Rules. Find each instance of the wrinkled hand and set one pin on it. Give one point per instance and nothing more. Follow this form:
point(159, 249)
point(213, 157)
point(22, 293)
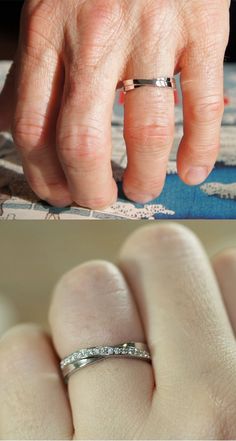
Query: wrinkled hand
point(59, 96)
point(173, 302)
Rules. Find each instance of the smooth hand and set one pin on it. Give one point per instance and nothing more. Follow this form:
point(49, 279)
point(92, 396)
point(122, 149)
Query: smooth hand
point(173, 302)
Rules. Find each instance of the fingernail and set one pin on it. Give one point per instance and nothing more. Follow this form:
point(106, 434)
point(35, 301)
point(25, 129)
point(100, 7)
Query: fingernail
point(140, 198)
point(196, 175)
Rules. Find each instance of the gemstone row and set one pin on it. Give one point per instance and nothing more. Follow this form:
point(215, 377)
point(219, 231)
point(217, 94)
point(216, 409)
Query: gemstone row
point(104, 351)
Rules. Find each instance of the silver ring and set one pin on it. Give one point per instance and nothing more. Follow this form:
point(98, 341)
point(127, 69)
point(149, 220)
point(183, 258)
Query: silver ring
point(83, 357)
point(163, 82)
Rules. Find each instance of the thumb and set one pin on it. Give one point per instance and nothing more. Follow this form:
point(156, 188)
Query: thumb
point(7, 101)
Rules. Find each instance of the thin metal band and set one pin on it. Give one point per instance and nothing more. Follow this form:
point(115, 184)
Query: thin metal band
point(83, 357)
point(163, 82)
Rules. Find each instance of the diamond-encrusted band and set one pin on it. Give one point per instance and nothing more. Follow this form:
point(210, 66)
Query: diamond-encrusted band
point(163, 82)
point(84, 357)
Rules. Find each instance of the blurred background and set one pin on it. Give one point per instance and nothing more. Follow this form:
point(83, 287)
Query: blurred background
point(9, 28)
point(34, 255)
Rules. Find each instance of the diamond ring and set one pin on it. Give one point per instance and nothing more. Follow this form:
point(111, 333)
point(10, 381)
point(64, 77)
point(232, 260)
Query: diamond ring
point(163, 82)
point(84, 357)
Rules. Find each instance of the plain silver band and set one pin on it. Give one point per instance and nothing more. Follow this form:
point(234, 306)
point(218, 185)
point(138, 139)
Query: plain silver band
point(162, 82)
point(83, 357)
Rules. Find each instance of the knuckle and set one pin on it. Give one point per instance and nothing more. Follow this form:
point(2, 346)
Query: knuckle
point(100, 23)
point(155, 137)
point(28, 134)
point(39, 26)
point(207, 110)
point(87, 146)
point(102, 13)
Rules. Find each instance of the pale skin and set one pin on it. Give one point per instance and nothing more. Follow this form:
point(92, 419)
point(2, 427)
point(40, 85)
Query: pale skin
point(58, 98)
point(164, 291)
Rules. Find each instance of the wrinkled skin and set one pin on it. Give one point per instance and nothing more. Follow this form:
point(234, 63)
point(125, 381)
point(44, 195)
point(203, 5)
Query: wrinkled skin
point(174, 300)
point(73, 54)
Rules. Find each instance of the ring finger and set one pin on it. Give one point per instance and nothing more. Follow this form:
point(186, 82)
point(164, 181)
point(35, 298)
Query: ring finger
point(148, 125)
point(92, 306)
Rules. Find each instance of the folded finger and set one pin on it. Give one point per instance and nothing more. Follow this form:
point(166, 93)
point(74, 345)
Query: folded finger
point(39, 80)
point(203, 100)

### YOUR TASK
Output all of the data above again, line for line and unchanged, but leave out the picture.

### TASK RESULT
Rules. Find each instance of the wrinkled hand and set one pin on it. Give one point per instance and nothing more. Follow this form:
point(159, 249)
point(213, 157)
point(22, 293)
Query: wrinkled hand
point(59, 96)
point(173, 302)
Rules. Find each instance of the smooth hand and set one pin on it. Give one point per instance and nothing more. Follow this form:
point(49, 279)
point(92, 396)
point(122, 149)
Query: smooth hand
point(173, 302)
Rules. Find each instance of the fingernail and set one pin on it. Give one point per instance and nothing more. Follow this form:
point(106, 434)
point(35, 301)
point(25, 129)
point(100, 7)
Query: fingernail
point(140, 198)
point(196, 175)
Rules. Find each instance of the gemstone row and set one pin on it. Give one point per instance and nothing more. Follow this form:
point(215, 377)
point(219, 231)
point(217, 94)
point(216, 409)
Query: gemstone row
point(104, 351)
Rules. Find each instance of the silver ring and set one pin on it. Give one point per instance and nothing more. Follow this form:
point(98, 341)
point(127, 69)
point(149, 220)
point(183, 258)
Query: silver ring
point(83, 357)
point(163, 82)
Rules. Find each instance of the thumb and set one pin on it. Give one point per instance and nothing more. Follow this form:
point(156, 188)
Query: thumb
point(7, 101)
Rules. Find each instance of the thin metal band and set one pin on it. Give one point per instance and nothing more. Follow this form:
point(115, 184)
Query: thin metal band
point(83, 357)
point(163, 82)
Rules. Find each instance of the diamond-encrusted band and set one pin on it. Give one point per instance and nothing more. Follow this form:
point(210, 66)
Query: diamond-encrusted band
point(163, 82)
point(84, 357)
Rules. Find each instance of the blurred background and set one pin on it. Give one point per instance and nothing more. Follow this form:
point(83, 287)
Query: blurred background
point(9, 28)
point(34, 255)
Rules. Find each instance of the diamond ring and set one pin on it. Give one point per instance and nothing more. Follow this form:
point(111, 333)
point(10, 381)
point(64, 77)
point(232, 260)
Query: diamond ring
point(163, 82)
point(84, 357)
Rules. Find each instance of the plain silver band and set one pin on it. Give one point per instance and nothing more. Follow this form:
point(234, 306)
point(218, 185)
point(138, 139)
Query: plain silver band
point(162, 82)
point(83, 357)
Rules. Find each instance of the knuckle and set one pin on it. Give one point per instance and nothing more. Follow this form:
point(2, 346)
Query: knuckle
point(100, 23)
point(155, 137)
point(28, 134)
point(39, 26)
point(207, 110)
point(87, 146)
point(102, 13)
Rules. Find each instance of the pale skin and set one pin on it. Give one point per instance and nothing more. Follow this form:
point(92, 419)
point(2, 427)
point(40, 85)
Query: pale skin
point(58, 98)
point(164, 291)
Rules. Find each instance of the wrinkled skin and set one pin on it. Give one point per instance and nothing more. Follow this form:
point(234, 63)
point(125, 381)
point(44, 195)
point(203, 5)
Query: wrinkled skin
point(174, 300)
point(73, 54)
Rules. Find each instance of the ring finger and set one pin on it. Give one point per instance and nothing more. Follow this form:
point(186, 82)
point(164, 181)
point(35, 298)
Query: ring finger
point(148, 125)
point(92, 306)
Rules. Find each instance of the folded finger and set one pin on it. Give one point per instance and nothing more. Follow this form:
point(166, 93)
point(74, 345)
Query: folded finger
point(39, 80)
point(203, 100)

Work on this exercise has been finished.